### [Passage to read]
□ □ □ □

From Writing Rejection to Acceptance: Author Interview with Becky Avella

What made you decide to write a Christian themed suspense novel?
I grew up reading Christian fiction of all kinds and also loved mystery and suspense books like Nancy Drew, Trixie Belden, and Elizabeth Gail. But as an adult I somehow missed the Christian Romantic Suspense genre. My good friend, Lisa Phillips, writes for Love Inspired Suspense and she is the one who introduced me to this genre as both a reader and a writer.

How long did it take you to write the book?
It took about 18 months total from start to finish including all of the rewriting and revising.

How many rewrites did you do on it?
After submitting it the first time, I had to do a complete rewrite. The setting changed and about two-thirds of the original story, but I’m so much happier with this version.

Who helped you with the editing?
I’m blessed to be in an extremely supportive writers group. They encouraged me to do the rewrite in the first place, and then they were instrumental in all of the revisions as well. I also have my good friend, Jennifer, who is a natural editor. I’m grateful she’s willing to read my work because she has an intuitive sense of what works and what doesn’t in story and catches my grammar errors. I probably should have had her double check this post for me.

Are you still active with any writing groups?

□ □ □ □

(Items listed in a dataset)
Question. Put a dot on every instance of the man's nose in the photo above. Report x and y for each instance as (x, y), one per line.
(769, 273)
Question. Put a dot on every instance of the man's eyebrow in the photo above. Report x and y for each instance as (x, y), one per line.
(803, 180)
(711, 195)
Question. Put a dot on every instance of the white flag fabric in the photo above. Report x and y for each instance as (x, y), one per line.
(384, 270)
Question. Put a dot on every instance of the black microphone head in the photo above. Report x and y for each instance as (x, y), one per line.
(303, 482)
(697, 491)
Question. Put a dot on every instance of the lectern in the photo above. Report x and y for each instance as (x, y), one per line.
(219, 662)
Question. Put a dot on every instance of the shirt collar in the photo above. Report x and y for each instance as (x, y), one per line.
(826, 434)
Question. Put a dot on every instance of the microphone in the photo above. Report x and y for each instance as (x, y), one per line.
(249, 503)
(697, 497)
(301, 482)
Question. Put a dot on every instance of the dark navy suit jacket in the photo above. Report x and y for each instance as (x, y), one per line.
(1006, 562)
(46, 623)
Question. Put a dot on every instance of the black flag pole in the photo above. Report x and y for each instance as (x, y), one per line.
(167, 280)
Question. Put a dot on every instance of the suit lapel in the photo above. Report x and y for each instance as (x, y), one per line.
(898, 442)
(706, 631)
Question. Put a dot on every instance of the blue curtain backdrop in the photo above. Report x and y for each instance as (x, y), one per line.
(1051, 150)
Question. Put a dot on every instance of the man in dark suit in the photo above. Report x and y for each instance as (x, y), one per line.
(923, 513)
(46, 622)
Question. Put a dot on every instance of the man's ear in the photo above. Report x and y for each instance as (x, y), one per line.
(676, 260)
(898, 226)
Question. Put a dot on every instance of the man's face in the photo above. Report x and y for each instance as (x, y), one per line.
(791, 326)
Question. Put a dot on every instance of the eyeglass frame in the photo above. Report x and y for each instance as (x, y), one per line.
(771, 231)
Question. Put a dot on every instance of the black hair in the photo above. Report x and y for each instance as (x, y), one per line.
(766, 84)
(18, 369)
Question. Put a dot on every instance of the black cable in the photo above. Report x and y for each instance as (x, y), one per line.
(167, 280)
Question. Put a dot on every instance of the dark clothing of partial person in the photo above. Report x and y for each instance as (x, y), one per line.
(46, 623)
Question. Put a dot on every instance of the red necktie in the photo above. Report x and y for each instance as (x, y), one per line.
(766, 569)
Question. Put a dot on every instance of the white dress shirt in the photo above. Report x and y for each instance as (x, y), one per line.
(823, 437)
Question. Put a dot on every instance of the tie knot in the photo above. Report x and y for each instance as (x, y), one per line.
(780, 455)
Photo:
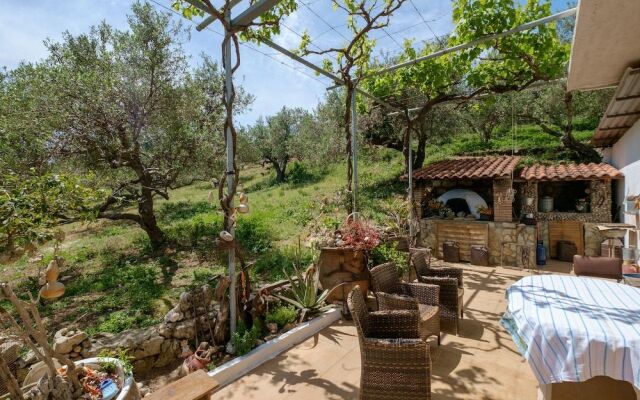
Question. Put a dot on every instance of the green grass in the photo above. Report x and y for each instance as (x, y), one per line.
(114, 282)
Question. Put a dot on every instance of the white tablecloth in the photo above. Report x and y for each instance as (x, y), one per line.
(571, 329)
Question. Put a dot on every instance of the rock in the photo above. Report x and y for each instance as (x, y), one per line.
(144, 365)
(184, 304)
(173, 316)
(64, 343)
(185, 330)
(149, 348)
(165, 330)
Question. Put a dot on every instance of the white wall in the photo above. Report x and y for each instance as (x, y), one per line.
(625, 155)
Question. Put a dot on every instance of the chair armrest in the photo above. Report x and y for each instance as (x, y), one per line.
(392, 324)
(428, 294)
(448, 289)
(391, 301)
(447, 271)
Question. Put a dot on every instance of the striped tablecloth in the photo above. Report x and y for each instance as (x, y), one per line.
(571, 329)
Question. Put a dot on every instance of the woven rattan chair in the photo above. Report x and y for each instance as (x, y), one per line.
(396, 363)
(448, 278)
(392, 294)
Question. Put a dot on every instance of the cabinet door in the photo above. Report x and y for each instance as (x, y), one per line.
(572, 231)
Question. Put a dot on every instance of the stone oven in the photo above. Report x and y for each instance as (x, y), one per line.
(517, 206)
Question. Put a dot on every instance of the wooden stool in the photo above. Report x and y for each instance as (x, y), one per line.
(195, 386)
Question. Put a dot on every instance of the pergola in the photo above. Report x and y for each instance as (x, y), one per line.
(253, 12)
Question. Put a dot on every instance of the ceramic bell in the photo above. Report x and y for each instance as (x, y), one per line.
(226, 236)
(53, 289)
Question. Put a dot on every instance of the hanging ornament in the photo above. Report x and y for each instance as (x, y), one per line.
(53, 289)
(226, 236)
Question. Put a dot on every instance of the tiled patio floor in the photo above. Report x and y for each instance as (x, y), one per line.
(480, 363)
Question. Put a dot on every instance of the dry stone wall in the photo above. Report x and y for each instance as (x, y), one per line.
(515, 242)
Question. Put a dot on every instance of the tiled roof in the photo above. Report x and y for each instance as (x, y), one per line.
(570, 171)
(469, 168)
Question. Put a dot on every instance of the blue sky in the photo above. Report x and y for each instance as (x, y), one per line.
(275, 80)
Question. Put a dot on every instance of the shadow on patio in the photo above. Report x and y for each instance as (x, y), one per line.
(481, 363)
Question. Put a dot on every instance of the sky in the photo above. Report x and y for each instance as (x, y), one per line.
(274, 80)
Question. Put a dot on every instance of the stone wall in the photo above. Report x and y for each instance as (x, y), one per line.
(600, 204)
(516, 242)
(502, 210)
(191, 320)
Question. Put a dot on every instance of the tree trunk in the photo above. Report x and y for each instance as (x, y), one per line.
(583, 152)
(148, 220)
(421, 152)
(347, 134)
(280, 171)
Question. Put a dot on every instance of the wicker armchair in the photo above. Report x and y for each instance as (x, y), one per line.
(392, 294)
(396, 363)
(449, 279)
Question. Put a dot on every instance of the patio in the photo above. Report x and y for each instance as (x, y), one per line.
(481, 363)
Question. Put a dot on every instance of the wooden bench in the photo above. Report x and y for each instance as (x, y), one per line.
(195, 386)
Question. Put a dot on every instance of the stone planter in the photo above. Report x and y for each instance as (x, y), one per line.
(342, 265)
(239, 366)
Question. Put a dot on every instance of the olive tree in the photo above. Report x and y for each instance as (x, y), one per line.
(126, 105)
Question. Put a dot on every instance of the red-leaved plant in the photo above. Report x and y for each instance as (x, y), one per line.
(359, 235)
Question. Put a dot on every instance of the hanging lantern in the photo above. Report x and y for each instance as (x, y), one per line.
(53, 289)
(226, 236)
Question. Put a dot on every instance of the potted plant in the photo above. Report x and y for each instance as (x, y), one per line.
(343, 258)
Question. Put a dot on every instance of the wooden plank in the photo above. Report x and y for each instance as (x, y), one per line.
(196, 385)
(465, 234)
(572, 231)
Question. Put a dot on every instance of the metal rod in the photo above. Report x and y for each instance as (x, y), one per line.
(228, 81)
(439, 53)
(410, 171)
(210, 19)
(354, 153)
(253, 11)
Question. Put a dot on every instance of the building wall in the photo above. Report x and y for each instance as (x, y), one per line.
(625, 155)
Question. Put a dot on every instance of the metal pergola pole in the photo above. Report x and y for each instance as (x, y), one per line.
(354, 152)
(228, 83)
(410, 171)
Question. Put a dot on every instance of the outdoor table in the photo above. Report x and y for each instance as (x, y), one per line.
(572, 329)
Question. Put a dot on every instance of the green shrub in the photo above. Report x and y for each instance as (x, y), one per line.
(282, 315)
(271, 264)
(245, 339)
(388, 252)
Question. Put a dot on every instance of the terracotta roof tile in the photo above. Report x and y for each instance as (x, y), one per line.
(469, 168)
(570, 171)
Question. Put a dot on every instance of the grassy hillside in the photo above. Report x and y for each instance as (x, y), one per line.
(115, 282)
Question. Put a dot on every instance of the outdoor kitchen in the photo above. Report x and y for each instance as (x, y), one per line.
(496, 211)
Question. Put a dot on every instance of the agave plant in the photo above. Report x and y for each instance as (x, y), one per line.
(304, 293)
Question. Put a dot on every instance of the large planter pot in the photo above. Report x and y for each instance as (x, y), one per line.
(129, 389)
(346, 266)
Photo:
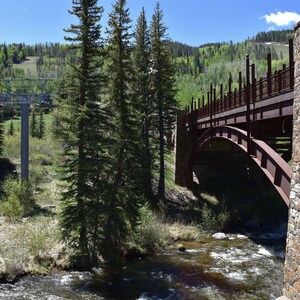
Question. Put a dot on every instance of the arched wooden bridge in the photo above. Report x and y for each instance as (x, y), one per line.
(257, 118)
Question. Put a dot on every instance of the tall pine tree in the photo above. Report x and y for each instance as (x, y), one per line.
(126, 174)
(163, 87)
(82, 125)
(141, 90)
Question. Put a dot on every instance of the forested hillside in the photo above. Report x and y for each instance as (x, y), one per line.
(196, 67)
(215, 63)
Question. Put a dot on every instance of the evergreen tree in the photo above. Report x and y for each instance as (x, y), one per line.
(126, 175)
(163, 87)
(33, 123)
(11, 129)
(141, 90)
(1, 133)
(41, 131)
(81, 120)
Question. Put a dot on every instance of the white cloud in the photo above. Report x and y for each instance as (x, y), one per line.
(282, 18)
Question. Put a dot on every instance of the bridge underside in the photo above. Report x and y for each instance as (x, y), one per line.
(272, 164)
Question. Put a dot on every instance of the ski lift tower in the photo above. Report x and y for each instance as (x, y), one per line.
(22, 92)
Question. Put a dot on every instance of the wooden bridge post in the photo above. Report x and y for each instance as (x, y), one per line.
(221, 96)
(240, 88)
(269, 74)
(291, 62)
(183, 149)
(248, 121)
(291, 289)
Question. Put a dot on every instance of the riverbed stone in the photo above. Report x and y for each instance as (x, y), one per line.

□ □ □ □

### [Instruction 1]
Summarize the interview with Becky Avella in two sentences.
### [Instruction 2]
Write a continuation of the interview with Becky Avella, starting from the point where it stops.

### [Response 1]
Becky Avella was introduced to Christian Romantic Suspense by her friend Lisa Phillips. She spent about 18 months writing her novel, which included a complete rewrite after her first submission that changed the setting and about two-thirds of the story, and her writers group and her friend Jennifer helped her revise and edit it.

### [Response 2]
Yes, and I am so thankful for them! I belong to a larger local group of Christian writers and then also to a smaller group that has become so much more than just critique partners. When Lisa invited me to join them for a critique meeting, I didn’t realize what a gift she was offering me. I wouldn’t have made it this far without these women. We pray for each other, brainstorm together, compete for word count, and just support each other in general. They make the writing life more joyful.

Who encouraged you along the way?
I had so much encouragement along the way. I wouldn’t be published if it weren’t for my family, my friend Jennifer, and my writing buddies. (See above)

Did you ever want to give up on writing the book and getting it published?
Yes. After the original manuscript was rejected, I was pretty discouraged and decided it was a failed experiment. Lisa and our other author friend, Heather Woodhaven, helped me to see that the letter wasn’t a rejection but really an invitation to fix what was wrong and try again. I’m so glad that I listened to them.

How many publishers or agents did you pitch before getting your manuscript published?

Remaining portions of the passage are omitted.